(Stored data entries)

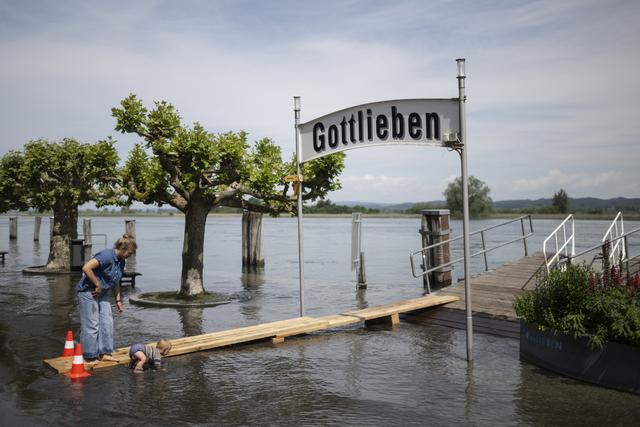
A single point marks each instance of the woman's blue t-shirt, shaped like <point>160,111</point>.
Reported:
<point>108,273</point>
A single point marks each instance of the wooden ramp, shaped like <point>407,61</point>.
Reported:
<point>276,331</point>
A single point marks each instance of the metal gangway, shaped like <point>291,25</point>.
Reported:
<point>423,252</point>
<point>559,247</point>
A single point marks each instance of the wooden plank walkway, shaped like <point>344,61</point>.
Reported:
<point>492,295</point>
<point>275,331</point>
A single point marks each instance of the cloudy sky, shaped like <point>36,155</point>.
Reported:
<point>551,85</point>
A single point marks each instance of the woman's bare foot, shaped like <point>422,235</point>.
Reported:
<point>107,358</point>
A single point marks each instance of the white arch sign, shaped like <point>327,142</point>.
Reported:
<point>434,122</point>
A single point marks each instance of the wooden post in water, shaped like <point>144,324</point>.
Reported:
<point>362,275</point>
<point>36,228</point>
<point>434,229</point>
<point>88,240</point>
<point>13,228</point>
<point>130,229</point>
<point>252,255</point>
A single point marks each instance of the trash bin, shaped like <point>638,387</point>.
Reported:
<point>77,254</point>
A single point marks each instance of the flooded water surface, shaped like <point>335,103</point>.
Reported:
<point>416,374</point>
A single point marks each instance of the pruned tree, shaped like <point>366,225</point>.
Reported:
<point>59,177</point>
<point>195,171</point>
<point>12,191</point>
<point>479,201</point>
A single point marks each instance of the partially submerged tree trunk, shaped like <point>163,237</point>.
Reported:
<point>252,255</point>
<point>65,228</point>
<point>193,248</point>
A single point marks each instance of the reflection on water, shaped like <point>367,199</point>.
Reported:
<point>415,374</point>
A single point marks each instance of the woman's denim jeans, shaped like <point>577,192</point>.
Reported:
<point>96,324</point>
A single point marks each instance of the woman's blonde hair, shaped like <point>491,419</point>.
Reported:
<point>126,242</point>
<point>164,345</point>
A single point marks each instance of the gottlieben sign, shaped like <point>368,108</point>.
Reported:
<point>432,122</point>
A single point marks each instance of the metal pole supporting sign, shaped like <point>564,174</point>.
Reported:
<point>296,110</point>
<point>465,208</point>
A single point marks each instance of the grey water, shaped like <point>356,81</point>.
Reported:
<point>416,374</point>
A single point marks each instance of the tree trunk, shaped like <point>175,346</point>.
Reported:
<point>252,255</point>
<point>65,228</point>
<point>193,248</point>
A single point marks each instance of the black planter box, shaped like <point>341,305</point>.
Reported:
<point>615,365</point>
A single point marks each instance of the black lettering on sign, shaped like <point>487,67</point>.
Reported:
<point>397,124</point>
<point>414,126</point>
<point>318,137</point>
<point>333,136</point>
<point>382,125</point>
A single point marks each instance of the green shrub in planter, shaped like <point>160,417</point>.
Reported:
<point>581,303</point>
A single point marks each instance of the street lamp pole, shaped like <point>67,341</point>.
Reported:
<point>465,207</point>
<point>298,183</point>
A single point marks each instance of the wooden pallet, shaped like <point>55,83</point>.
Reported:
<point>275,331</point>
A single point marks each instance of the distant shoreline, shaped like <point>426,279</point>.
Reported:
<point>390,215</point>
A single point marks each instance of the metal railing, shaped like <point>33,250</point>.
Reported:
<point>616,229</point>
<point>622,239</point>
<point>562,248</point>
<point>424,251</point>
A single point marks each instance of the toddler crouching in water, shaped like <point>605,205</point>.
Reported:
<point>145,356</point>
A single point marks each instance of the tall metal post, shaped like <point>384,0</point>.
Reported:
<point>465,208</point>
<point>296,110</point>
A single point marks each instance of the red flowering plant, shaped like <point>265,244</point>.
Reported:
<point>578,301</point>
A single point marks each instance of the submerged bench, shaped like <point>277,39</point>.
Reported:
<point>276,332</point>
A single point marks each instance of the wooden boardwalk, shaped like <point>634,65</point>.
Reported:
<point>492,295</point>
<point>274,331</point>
* * *
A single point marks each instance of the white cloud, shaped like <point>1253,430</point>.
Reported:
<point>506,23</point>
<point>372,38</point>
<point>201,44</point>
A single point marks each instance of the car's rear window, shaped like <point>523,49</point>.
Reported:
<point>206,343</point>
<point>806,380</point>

Try it:
There is a run of lines above from the one with "A single point marks each instance of the woman's blue" to the one with "A single point marks each instance of the wooden plank"; print exactly that run, both ends included, and nothing else.

Worked solution:
A single point marks each instance of the woman's blue t-shirt, shaped like <point>160,111</point>.
Reported:
<point>108,273</point>
A single point marks each instance of the wooden ramp, shaped like <point>407,61</point>.
Reported:
<point>276,331</point>
A single point marks each instance of the metal gangway, shaped like <point>291,25</point>.
Reported:
<point>423,252</point>
<point>559,247</point>
A single point marks each instance of the wooden plank walkway, shaped like <point>344,61</point>.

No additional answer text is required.